- _Records shown_
----------------

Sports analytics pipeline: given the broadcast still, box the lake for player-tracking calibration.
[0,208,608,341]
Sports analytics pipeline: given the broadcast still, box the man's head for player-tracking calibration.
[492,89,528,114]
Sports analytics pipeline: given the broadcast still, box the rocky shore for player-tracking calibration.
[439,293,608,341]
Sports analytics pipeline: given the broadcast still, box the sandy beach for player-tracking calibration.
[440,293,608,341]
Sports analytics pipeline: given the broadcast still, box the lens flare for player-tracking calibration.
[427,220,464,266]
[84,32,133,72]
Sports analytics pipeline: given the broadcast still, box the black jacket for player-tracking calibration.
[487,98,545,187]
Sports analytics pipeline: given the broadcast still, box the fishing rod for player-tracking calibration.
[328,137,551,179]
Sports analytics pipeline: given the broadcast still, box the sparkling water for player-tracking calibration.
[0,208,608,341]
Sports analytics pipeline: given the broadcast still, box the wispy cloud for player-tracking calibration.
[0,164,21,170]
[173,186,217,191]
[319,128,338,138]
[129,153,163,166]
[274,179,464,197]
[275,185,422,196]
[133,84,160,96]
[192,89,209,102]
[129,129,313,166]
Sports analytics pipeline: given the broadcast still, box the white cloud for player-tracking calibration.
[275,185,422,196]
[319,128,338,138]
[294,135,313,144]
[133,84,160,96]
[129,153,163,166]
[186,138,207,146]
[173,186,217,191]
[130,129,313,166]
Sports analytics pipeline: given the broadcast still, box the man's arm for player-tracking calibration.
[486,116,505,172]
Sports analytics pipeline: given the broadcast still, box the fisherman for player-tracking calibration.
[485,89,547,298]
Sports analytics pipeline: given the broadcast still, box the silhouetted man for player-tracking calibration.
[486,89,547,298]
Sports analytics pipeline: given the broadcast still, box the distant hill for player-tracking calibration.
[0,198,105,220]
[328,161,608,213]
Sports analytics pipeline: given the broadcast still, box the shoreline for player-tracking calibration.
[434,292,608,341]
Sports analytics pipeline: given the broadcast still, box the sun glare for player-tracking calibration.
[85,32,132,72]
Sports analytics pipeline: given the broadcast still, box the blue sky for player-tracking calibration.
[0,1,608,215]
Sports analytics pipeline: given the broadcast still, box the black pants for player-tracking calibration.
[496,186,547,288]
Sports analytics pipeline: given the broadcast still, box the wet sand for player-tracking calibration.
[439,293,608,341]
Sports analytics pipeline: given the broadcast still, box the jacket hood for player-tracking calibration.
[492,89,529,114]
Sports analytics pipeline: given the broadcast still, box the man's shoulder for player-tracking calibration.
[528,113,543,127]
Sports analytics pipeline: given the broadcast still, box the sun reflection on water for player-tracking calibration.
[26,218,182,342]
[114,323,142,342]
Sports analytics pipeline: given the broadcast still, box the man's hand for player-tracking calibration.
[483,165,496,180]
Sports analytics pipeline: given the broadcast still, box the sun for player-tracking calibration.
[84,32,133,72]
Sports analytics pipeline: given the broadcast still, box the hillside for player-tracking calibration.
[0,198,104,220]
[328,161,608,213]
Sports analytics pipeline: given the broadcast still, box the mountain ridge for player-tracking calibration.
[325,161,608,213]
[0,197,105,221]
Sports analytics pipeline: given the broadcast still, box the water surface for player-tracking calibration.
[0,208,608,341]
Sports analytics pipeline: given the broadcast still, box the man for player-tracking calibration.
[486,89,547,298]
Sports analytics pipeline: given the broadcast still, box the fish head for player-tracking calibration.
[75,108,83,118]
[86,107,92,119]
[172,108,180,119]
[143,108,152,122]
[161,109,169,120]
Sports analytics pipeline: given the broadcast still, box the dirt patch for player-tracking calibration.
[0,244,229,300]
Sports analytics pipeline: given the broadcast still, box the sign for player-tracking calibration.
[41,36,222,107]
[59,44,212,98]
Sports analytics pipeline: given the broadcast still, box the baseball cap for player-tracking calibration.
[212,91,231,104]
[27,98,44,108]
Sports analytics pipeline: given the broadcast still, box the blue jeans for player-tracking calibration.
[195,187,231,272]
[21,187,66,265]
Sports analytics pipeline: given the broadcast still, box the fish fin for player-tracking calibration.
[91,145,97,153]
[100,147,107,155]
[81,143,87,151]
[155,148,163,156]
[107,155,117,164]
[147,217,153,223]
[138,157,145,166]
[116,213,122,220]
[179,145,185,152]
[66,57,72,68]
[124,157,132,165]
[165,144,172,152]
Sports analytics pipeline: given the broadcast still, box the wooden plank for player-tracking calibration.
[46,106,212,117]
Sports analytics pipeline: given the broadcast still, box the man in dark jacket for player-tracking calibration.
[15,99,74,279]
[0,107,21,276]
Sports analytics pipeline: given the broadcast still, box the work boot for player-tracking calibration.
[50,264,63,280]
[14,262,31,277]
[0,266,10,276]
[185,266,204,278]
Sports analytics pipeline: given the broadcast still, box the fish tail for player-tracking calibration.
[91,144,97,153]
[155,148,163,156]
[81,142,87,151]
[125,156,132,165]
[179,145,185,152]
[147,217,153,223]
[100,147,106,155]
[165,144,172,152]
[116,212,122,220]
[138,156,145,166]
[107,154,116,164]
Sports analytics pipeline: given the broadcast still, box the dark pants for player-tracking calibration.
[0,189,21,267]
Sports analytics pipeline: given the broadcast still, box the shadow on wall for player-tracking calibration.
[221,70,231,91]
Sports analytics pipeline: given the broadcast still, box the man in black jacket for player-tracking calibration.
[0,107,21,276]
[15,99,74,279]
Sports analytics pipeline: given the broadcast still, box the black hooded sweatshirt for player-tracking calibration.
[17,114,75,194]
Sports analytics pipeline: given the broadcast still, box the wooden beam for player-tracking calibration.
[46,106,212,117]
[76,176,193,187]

----------------

- _Instructions for the task_
Rewrite everything from the first of these lines down to and including the line that contains "[492,89,528,114]", requests included, shifting every bounding-box coordinate in the answers by adding 25 to it.

- _Final result_
Sports analytics pipeline: given the broadcast still, box the lake for player-tracking calibration.
[25,233,633,366]
Sports analytics pipeline: given the broadcast still, box the man's head for player-tracking calibration.
[517,114,553,139]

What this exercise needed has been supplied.